In the pallid type of breath-holding attacks, rather than developing cyanosis, some of these children develop pallor before losing consciousness. The episodes generally are provoked by a mild painful injury or startle. The child cries initially, then becomes pale and loses consciousness. As in the cyanotic type stiffening, clonic movements and urinary incontinence may be observed. In these children the loss of consciousness is secondary to excessive vagal tone, resulting in bradycardia and subsequently to cereberal ischemia. This type of breath holding attack is similar to a vasovagal attack(1). No significant relation- ship to either mental retardation or later epilepsy was found. A reported fatality in a breath-holding attack probably followed the aspiration of gastric content(2). There is no convincing evidence at present to indicate that cyanotic breath-holding attacks are other than benign(3).

Children with breath-holding spells are often prescribed with sedative or anti-convulsant drugs either because a mistaken diagnosis of epilepsy is made or because of belief that these drugs will prevent or reduce the frequency of the spells. However, there is absolutely no evidence to support this view(4). McWilliam and Stephenson(5) reported a very successful trial of atropine in a small series of children with unusually severe or frequent breath-holding attacks.

In this series, piracetam was used with success for breath-holding attacks. Piracetam (2-oxo-l-pyrrolidine) has been used for various cognitive disorders of children. In adults this has been used for post-anoxic action myoclonus. The author in his article argues that in children with breath-holding spells there appears to be a close relationship between pathogenesis of spells and diffuse cerebral anoxia leading to un-consciousness. Piracetam is associated with increased brain tissue oxygen consumption and its ability to increase the inhibitory
hyperpolarizing processes in a manner similar to that of GABA(6). Probably, because of these reasons piracetam helped in controlling the breath-holding attacks in his series.

______________________________

Task —
Please copy out the full passage on breath-holding attacks in children word for word.

______________________________

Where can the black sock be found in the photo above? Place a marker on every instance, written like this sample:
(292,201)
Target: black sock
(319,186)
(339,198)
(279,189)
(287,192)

______________________________

Reply —
In the pallid type of breath-holding attacks, rather than developing cyanosis, some of these children develop pallor before losing consciousness. The episodes generally are provoked by a mild painful injury or startle. The child cries initially, then becomes pale and loses consciousness. As in the cyanotic type stiffening, clonic movements and urinary incontinence may be observed. In these children the loss of consciousness is secondary to excessive vagal tone, resulting in bradycardia and subsequently to cereberal ischemia. This type of breath holding attack is similar to a vasovagal attack(1). No significant relation- ship to either mental retardation or later epilepsy was found. A reported fatality in a breath-holding attack probably followed the aspiration of gastric content(2). There is no convincing evidence at present to indicate that cyanotic breath-holding attacks are other than benign(3).

Children with breath-holding spells are often prescribed with sedative or anti-convulsant drugs either because a mistaken diagnosis of epilepsy is made or because of belief that these drugs will prevent or reduce the frequency of the spells. However, there is absolutely no evidence to support this view(4). McWilliam and Stephenson(5) reported a very successful trial of atropine in a small series of children with unusually severe or frequent breath-holding attacks.

In this series, piracetam was used with success for breath-holding attacks. Piracetam (2-oxo-l-pyrrolidine) has been used for various cognitive disorders of children. In adults this has been used for post-anoxic action myoclonus. The author in his article argues that in children with breath-holding spells there appears to be a close relationship between pathogenesis of spells and diffuse cerebral anoxia leading to un-consciousness. Piracetam is associated with increased brain tissue oxygen consumption and its ability to increase the inhibitory
hyperpolarizing processes in a manner similar to that of GABA(6). Probably, because of these reasons piracetam helped in controlling the breath-holding attacks in his series.